• WRITTEN TASK: Quote the data below in full, minus the images.

--- THE RECORDS ---

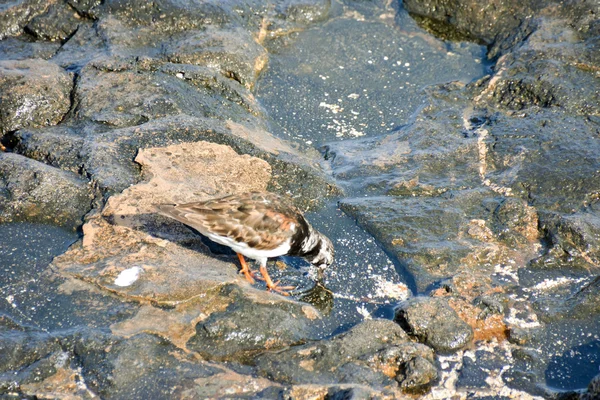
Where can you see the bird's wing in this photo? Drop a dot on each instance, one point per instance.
(262, 221)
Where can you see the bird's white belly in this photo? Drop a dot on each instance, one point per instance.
(247, 251)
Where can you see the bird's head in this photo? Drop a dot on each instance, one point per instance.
(324, 257)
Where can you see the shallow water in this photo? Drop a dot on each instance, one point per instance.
(361, 73)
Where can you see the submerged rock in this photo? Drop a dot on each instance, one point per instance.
(434, 323)
(375, 353)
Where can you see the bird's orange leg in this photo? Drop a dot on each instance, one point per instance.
(245, 270)
(274, 286)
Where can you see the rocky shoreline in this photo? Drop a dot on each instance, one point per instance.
(488, 199)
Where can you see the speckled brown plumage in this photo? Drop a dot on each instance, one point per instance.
(258, 225)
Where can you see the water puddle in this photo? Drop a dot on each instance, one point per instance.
(362, 73)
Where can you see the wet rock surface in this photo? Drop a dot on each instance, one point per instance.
(33, 191)
(482, 193)
(375, 353)
(33, 93)
(434, 323)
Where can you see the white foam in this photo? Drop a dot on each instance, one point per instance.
(128, 276)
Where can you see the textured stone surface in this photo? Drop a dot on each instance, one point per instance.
(33, 191)
(435, 323)
(376, 353)
(33, 93)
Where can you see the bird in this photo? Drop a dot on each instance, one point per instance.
(257, 225)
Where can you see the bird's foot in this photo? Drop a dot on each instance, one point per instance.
(282, 290)
(248, 273)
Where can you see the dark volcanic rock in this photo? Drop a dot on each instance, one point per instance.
(233, 52)
(123, 93)
(593, 392)
(58, 146)
(33, 93)
(146, 366)
(435, 323)
(32, 191)
(19, 349)
(247, 327)
(571, 239)
(426, 233)
(374, 353)
(16, 14)
(21, 48)
(107, 155)
(57, 24)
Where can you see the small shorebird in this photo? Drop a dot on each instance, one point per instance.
(257, 225)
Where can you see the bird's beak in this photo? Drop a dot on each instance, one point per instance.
(320, 274)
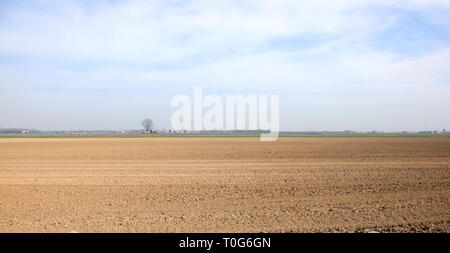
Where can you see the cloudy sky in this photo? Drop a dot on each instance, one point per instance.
(336, 65)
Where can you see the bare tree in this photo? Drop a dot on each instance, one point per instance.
(148, 125)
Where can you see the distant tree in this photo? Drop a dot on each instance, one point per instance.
(147, 124)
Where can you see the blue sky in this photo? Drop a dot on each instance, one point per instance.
(337, 65)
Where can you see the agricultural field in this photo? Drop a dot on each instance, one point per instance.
(295, 184)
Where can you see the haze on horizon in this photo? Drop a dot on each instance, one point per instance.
(336, 65)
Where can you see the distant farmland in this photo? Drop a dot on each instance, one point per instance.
(178, 184)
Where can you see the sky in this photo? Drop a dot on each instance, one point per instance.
(336, 65)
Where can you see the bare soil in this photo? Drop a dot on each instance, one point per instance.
(225, 185)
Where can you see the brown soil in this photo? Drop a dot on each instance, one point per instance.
(225, 185)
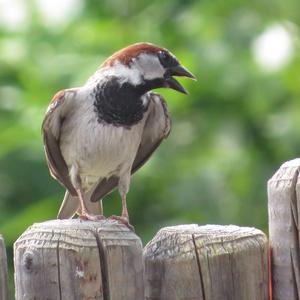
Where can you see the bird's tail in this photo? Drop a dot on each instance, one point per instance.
(70, 206)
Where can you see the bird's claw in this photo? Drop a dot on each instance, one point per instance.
(88, 217)
(122, 220)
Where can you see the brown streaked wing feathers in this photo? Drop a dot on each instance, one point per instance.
(56, 163)
(157, 128)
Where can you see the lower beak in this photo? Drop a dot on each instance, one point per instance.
(177, 71)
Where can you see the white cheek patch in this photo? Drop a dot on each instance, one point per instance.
(150, 66)
(125, 73)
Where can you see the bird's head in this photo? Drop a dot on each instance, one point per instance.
(146, 66)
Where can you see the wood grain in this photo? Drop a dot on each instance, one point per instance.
(209, 262)
(74, 259)
(3, 271)
(284, 203)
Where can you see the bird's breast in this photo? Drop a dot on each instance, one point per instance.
(98, 149)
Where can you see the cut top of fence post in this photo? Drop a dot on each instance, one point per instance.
(211, 262)
(74, 259)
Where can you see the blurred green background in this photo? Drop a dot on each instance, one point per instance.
(239, 123)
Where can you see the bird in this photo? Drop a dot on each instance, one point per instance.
(97, 135)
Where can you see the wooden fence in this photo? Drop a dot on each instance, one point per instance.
(73, 259)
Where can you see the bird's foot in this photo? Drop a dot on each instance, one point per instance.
(122, 220)
(89, 217)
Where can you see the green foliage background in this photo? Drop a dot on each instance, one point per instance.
(239, 123)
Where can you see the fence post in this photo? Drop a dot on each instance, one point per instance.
(74, 259)
(284, 204)
(209, 262)
(3, 271)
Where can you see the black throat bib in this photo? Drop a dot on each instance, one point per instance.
(119, 104)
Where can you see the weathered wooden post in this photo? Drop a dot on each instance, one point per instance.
(3, 271)
(284, 204)
(74, 259)
(209, 262)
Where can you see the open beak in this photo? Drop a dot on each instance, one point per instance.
(172, 83)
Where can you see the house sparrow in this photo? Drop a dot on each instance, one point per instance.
(96, 136)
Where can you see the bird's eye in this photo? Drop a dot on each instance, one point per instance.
(166, 59)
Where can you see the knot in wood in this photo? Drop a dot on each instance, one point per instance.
(28, 261)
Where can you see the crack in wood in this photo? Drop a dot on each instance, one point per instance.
(199, 267)
(103, 266)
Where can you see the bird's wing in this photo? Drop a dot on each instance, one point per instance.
(157, 127)
(51, 134)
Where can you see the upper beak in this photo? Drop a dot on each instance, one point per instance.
(178, 70)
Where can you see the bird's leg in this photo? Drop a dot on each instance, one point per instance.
(123, 190)
(84, 215)
(124, 208)
(85, 207)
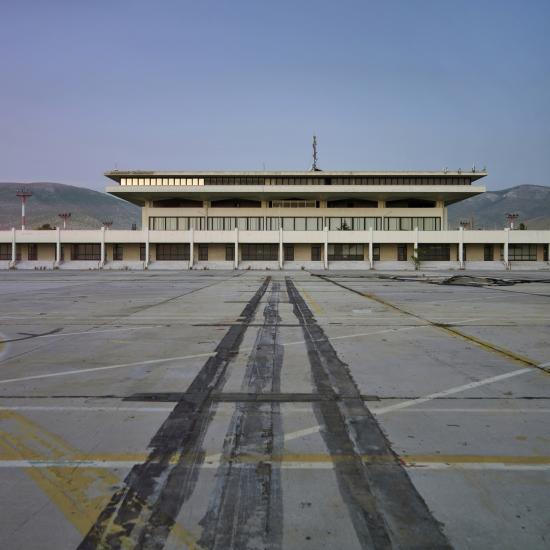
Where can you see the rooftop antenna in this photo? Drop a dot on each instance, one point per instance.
(65, 216)
(23, 194)
(314, 167)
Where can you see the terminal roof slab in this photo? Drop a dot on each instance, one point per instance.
(449, 192)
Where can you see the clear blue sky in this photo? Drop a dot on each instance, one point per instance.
(202, 84)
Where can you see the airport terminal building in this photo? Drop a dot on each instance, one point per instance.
(284, 220)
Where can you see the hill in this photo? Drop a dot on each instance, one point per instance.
(531, 202)
(88, 208)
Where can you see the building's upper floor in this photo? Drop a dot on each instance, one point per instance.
(446, 187)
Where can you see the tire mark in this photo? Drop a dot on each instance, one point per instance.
(245, 510)
(385, 507)
(142, 513)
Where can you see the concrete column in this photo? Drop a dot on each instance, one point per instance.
(13, 247)
(192, 247)
(147, 255)
(58, 246)
(506, 241)
(371, 247)
(461, 247)
(325, 257)
(102, 257)
(236, 258)
(280, 248)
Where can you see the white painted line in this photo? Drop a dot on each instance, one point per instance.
(499, 411)
(410, 403)
(451, 391)
(290, 465)
(94, 331)
(46, 408)
(108, 367)
(477, 466)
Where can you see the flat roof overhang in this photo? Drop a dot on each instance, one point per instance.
(138, 194)
(116, 175)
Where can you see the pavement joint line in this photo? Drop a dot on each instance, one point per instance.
(179, 358)
(411, 402)
(526, 361)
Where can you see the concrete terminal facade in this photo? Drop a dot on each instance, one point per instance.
(290, 220)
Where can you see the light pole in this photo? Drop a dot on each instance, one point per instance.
(23, 194)
(65, 216)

---

• EXPECTED ANSWER:
Where can you see the bird's wing in this photo? Drop a dot on each instance, one point per instance.
(262, 221)
Where can you see the bird's white belly in this photo? Drop a dot on each instance, one point per instance.
(247, 251)
Where can you see the bird's head in this photo? Drop a dot on each instance, one point per instance.
(324, 257)
Where can you see the shallow water in this photo? Drop a dot on each instance, one point per instance.
(361, 73)
Where can you see the submerged rock in this photo? Drop a dot on each instance, one point per instance.
(434, 323)
(375, 353)
Where can you see the bird's orange leg in this photo? Drop a dot on each instance, one point per instance.
(245, 270)
(274, 286)
Where can you see the rocky shoreline in this photo? Drop a dot on each instance, one point per instance.
(488, 199)
Where can you see the speckled brown plumage in this photo? Drop a dot on each instance, one point per instance.
(258, 225)
Where can you see the water puddle in this photo? Drop a dot on each instance, one point per instance.
(362, 73)
Where can you see the wet rock surface in this photo? Drop a dot on each instance, one point per instance.
(33, 191)
(482, 193)
(375, 353)
(33, 93)
(434, 323)
Where can you see the white foam in this photo? Drop a dot on each instance, one point per instance.
(128, 276)
Where can you see the textured stone surface in this photo? Drop a dot on each instance, one point per instance.
(33, 191)
(435, 323)
(376, 353)
(33, 93)
Where can you see the bird in this photo? Drop a dot on each instance, one point per instance.
(257, 225)
Where can you see the bird's foot in this photo? Drop a dot on each instance, one point per instance.
(282, 290)
(248, 273)
Where can you see the dark volcanic rock in this photo? Drop a dot on each instance, one point per instance.
(233, 52)
(123, 93)
(593, 392)
(58, 146)
(33, 93)
(146, 366)
(435, 323)
(32, 191)
(19, 349)
(247, 327)
(571, 239)
(426, 233)
(374, 353)
(16, 14)
(21, 48)
(107, 155)
(57, 24)
Where can you see the small shorebird in this photo? Drop a dot on each instance, one point per instance.
(257, 225)
Where can you see the bird's beak in this photo? Drop a dot on each instance, one point per instance.
(320, 274)
Where can you see the cloudy sky in this photo? Drop a dot on each instance, one point per instance.
(336, 65)
Where can you see the bare tree in this photo? Drop a dot on each instance, one point per instance.
(148, 125)
Where can you see the distant tree in this photo? Drop a dot on each instance, one point per instance.
(147, 124)
Where can you see the blue sky in this photo? Drop a dot on each instance, one point per instance.
(337, 65)
Where can you see the agricultural field in this photo? Drop a dot on each instance, one point per instance.
(295, 184)
Where can you see the haze on horizon in this photo? Drop a dot on each instance, one point per instance.
(336, 65)
Where can you see the distant farmland in this photo? Drop a dot on each instance, one point per instance.
(178, 184)
Where can you see the sky in this photo? Drop a dot on each instance, one point per instance.
(336, 65)
Where can you see the bare soil in this photo? Drop a dot on each instance, one point per instance.
(225, 185)
Where can you see the brown soil in this photo? Drop a dot on each instance, one point per instance.
(225, 185)
Where can you see the bird's tail in this photo? Drop a dot on each instance, one point per instance.
(70, 206)
Where can you see the bird's claw in this photo? Drop a dot on each instance, one point per instance.
(88, 217)
(122, 220)
Where can you see the brown streaked wing feathers in this photo? Drop a dot on each instance, one point per instance.
(56, 163)
(157, 128)
Where can you see the lower beak in this photo? Drop a dot on each instance, one point per instance.
(177, 71)
Where can you see the white cheek patch in this photo? Drop a dot on each instance, one point per instance.
(150, 66)
(125, 73)
Where can you see the bird's head in this photo? Drop a dot on each instance, one point per instance.
(146, 66)
Where can you see the wood grain in this photo? Drop a dot on each instance, one point per instance.
(209, 262)
(74, 259)
(3, 271)
(284, 203)
Where can you see the bird's breast in this photo? Drop a dot on each instance, one point per instance.
(98, 149)
Where can you see the cut top of fence post in this photo? Drop a dot on each instance, one point per instance.
(211, 262)
(74, 259)
Where can you see the blurred green background in this photo? Drop a dot on each instance, one point per instance.
(239, 123)
Where can you see the bird in this photo? Drop a dot on each instance, one point per instance.
(97, 135)
Where can you see the wooden fence in this photo? Drop a dot on each instance, one point per instance.
(73, 259)
Where can you see the bird's foot in this photo? Drop a dot on each instance, one point per instance.
(122, 220)
(89, 217)
Where can you see the green foliage background in this photo? Drop a dot on each instance, one point per instance.
(239, 123)
Where can you see the fence post in this photo? Drop a dot on each instance, one point per instance.
(74, 259)
(284, 204)
(209, 262)
(3, 271)
Where can you see the black throat bib in this photo? Drop a dot on each instance, one point per instance.
(119, 104)
Where can you see the weathered wooden post in this photo? Drop a dot on each instance, one point per instance.
(3, 271)
(284, 204)
(74, 259)
(209, 262)
Where can you see the open beak in this photo? Drop a dot on each instance, one point per instance.
(172, 83)
Where can you see the house sparrow in this photo? Drop a dot on each instance, one point per instance.
(96, 136)
Where can you see the bird's eye in this photo? Drop a dot on each instance, one point per instance.
(166, 59)
Where can you see the knot in wood in this photo? Drop a dot on each instance, one point per instance.
(28, 261)
Where can you see the crack in wood in this photo? Drop a dot on each instance, one point per instance.
(199, 267)
(103, 266)
Where can you see the bird's wing in this photo? Drop a dot on each instance, one point per instance.
(157, 127)
(51, 134)
Where can you see the upper beak in this photo? Drop a dot on each instance, one point per instance.
(178, 70)
Where can you see the bird's leg in this photo? Drop a dot on each instance, one point per instance.
(123, 190)
(84, 215)
(124, 208)
(85, 207)
Where can you see the rooftop antenna in this photo? Drop a dot on each instance, one point per instance.
(65, 216)
(23, 194)
(314, 167)
Where can you see the terminal roof slab in this photo? Drop a dot on each instance, one point per instance.
(449, 192)
Where can you see the clear blue sky in this photo? Drop a dot on each instance, one point per instance.
(202, 84)
Where can you see the airport terminal building in this photo? Drop a dot on each instance, one point per instance.
(284, 220)
Where can you see the hill in this photo? Drop a dot on each instance, one point per instance.
(531, 202)
(88, 208)
Where can you see the building's upper floor in this photo? Drop a dot on each instance, one point per instance.
(446, 187)
Where can you see the tire mark in this photo? Drop a dot on each instance, one point per instance.
(245, 510)
(385, 507)
(142, 513)
Where can you see the concrete column in this photo? Drop a dot on each instance, one point per instance.
(13, 247)
(192, 247)
(147, 255)
(58, 246)
(506, 241)
(371, 247)
(461, 247)
(325, 257)
(102, 257)
(236, 258)
(280, 248)
Where can you see the white painted line in this photo? Drop a dot on each instance, one point per instance.
(499, 411)
(410, 403)
(451, 391)
(290, 465)
(94, 331)
(46, 408)
(108, 367)
(477, 466)
Where can you see the flat roof overhang in this photo? Drop a dot on each instance, one point per instance.
(138, 194)
(116, 175)
Where can you see the pavement joint line in this photo? Drop a dot on each instance, one point per instance.
(179, 358)
(411, 402)
(526, 361)
Where can you see the concrete terminal facade in this photo? Drop a dot on each instance, one point per instance.
(290, 220)
Where can you see the light pole in this photo? Drop a dot on each instance, one point per instance.
(23, 194)
(65, 216)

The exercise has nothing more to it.